PROBLEM DESCRIPTION: How many lines in the records below contain the word "instance" with matching case? Reply with the number alone.
---*---
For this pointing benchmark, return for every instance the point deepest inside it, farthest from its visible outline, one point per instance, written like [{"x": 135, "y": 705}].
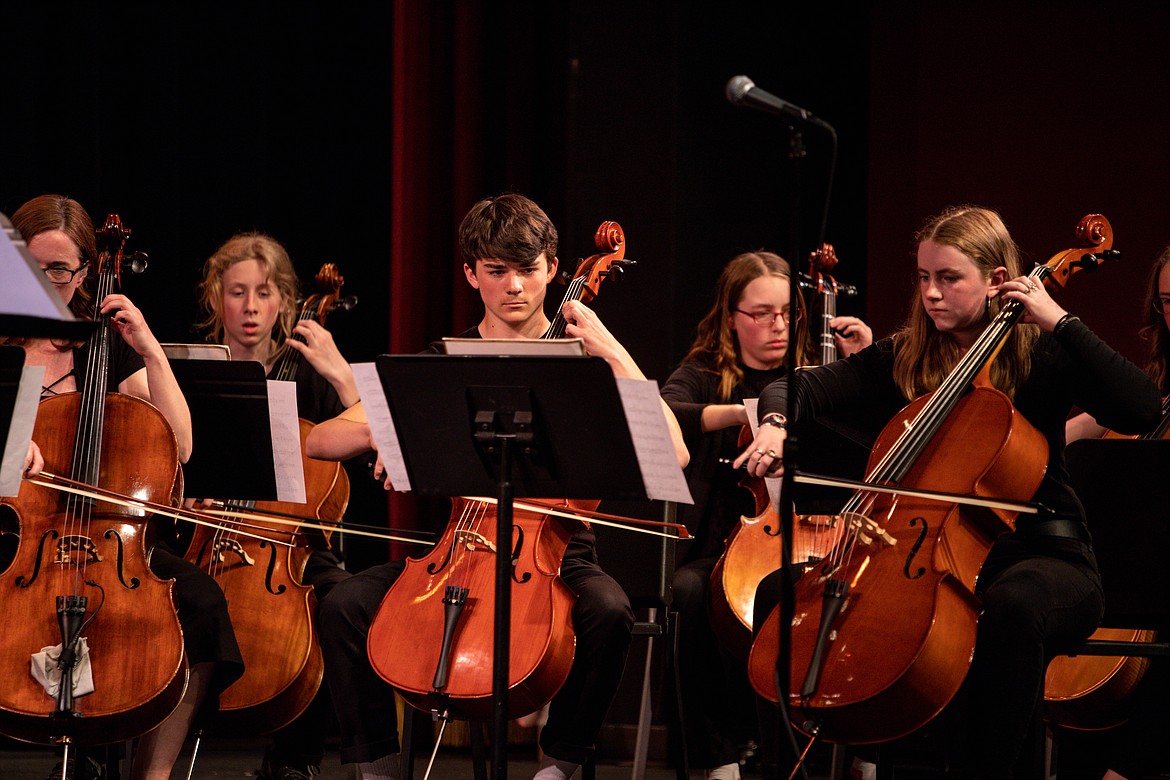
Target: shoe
[
  {"x": 90, "y": 770},
  {"x": 862, "y": 770}
]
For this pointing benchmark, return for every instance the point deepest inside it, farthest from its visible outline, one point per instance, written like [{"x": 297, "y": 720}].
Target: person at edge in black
[
  {"x": 249, "y": 297},
  {"x": 1138, "y": 747},
  {"x": 740, "y": 347},
  {"x": 1039, "y": 586},
  {"x": 60, "y": 235},
  {"x": 509, "y": 249}
]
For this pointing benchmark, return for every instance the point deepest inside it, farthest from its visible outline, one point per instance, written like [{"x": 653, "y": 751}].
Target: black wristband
[
  {"x": 1062, "y": 323},
  {"x": 775, "y": 419}
]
---*---
ANSWER FOR THIS EXERCISE: 3